▸ **Problem**
Print the listing in full, with no character changed.

▸ **Material provided**
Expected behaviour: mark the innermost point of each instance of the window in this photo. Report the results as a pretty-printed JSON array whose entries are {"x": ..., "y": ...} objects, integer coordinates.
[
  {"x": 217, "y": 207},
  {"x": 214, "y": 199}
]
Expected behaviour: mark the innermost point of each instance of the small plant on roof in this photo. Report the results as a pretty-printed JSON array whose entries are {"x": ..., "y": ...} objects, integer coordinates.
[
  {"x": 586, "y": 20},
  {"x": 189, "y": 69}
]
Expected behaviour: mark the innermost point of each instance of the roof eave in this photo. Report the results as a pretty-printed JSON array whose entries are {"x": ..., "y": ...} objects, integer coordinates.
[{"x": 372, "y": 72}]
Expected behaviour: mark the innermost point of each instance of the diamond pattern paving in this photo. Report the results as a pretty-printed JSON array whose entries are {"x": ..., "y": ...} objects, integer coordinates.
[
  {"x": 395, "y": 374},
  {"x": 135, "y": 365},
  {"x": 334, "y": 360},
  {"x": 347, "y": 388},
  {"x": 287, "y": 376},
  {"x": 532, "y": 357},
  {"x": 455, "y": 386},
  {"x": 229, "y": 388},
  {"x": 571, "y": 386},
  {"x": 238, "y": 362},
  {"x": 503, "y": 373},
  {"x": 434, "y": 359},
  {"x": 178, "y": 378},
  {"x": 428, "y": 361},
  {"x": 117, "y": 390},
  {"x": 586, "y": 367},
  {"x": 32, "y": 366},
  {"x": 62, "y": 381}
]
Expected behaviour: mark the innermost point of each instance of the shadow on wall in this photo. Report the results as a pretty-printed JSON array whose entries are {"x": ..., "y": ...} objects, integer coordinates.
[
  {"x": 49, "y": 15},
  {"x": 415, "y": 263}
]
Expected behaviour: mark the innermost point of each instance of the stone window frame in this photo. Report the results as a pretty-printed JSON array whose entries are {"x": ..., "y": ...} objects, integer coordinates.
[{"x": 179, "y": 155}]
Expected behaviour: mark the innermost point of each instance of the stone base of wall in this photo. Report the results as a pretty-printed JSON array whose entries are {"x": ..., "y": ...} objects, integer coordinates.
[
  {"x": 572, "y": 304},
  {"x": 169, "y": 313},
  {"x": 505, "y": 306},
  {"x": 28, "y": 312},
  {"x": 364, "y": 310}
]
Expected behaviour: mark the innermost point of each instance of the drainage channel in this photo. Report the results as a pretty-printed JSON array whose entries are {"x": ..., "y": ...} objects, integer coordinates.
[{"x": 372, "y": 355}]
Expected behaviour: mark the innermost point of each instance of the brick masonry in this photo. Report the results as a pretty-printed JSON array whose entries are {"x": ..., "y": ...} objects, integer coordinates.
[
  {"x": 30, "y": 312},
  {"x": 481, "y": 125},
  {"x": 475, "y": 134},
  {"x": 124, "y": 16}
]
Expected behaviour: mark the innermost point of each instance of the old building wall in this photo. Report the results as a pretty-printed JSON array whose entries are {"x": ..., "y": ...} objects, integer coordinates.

▸ **Result**
Expected behaviour: mark the innermost point of each instance of the window in this photo. Report the results as a pretty-printed JSON array whose entries are {"x": ..., "y": ...} objects, integer coordinates.
[
  {"x": 217, "y": 207},
  {"x": 214, "y": 199}
]
Expected behaviour: mark the innermost point of each instance of the small plant on roof in this photo. Report the results as a pretty-printed JSON array whose entries are {"x": ..., "y": ...} objects, integer coordinates.
[
  {"x": 586, "y": 20},
  {"x": 189, "y": 69}
]
Expected behaviour: mark the innermost point of each instance of the roof eave in this photo. Report the results as a pretty-printed JSON array whose entries are {"x": ..., "y": ...} objects, integer coordinates.
[{"x": 372, "y": 72}]
Expected behaviour: mark the innermost point of each instance of the diamond pattern paving in this photo. Report the results as a pretty-printed JSON array whose entries are {"x": ..., "y": ...} objects, integer coordinates.
[
  {"x": 395, "y": 374},
  {"x": 135, "y": 365},
  {"x": 334, "y": 360},
  {"x": 347, "y": 388},
  {"x": 287, "y": 376},
  {"x": 532, "y": 357},
  {"x": 455, "y": 386},
  {"x": 229, "y": 388},
  {"x": 571, "y": 386},
  {"x": 238, "y": 362},
  {"x": 503, "y": 373},
  {"x": 434, "y": 359},
  {"x": 178, "y": 378},
  {"x": 428, "y": 361},
  {"x": 117, "y": 390},
  {"x": 586, "y": 367},
  {"x": 32, "y": 366},
  {"x": 62, "y": 381}
]
Expected behaviour: mark the innermost point of each instance of the shadow on wall in this photo. Report the results as a pretty-printed JSON array whose entries are {"x": ..., "y": ...} objects, integer coordinates.
[
  {"x": 49, "y": 15},
  {"x": 415, "y": 263}
]
Expected behaviour: mark the innermost point of each instance of the stone window frame in this photo. Report the results as a pretty-printed JSON array whose entries are {"x": ..., "y": ...} objects, integer coordinates.
[{"x": 179, "y": 155}]
Expected behaviour: mark the innermost point of each instance of the stone base of wall in this photo. Report the results as a pretty-printed JSON array whose entries are {"x": ..., "y": ...} objects, integer coordinates.
[
  {"x": 572, "y": 304},
  {"x": 169, "y": 313},
  {"x": 505, "y": 306},
  {"x": 28, "y": 312},
  {"x": 364, "y": 310}
]
Expected behaviour: mark the innermost point of each instance of the drainage channel in this photo. Report the results as a pretty-printed JSON array whose entries are {"x": ..., "y": ...} objects, integer coordinates.
[{"x": 372, "y": 355}]
Expected behaviour: mark the innermost point of each instance of the brick masonry in this photo. Report the results as a pretty-printed JSON array whose entries are {"x": ..., "y": ...} objects, integer coordinates.
[
  {"x": 30, "y": 312},
  {"x": 481, "y": 125},
  {"x": 475, "y": 134},
  {"x": 124, "y": 16}
]
Expected behaviour: mark the innermost point of each instance of the old building wall in this photo. Report the results as a pretty-printed JSON array whose entries are {"x": ..., "y": ...} objects, integer coordinates.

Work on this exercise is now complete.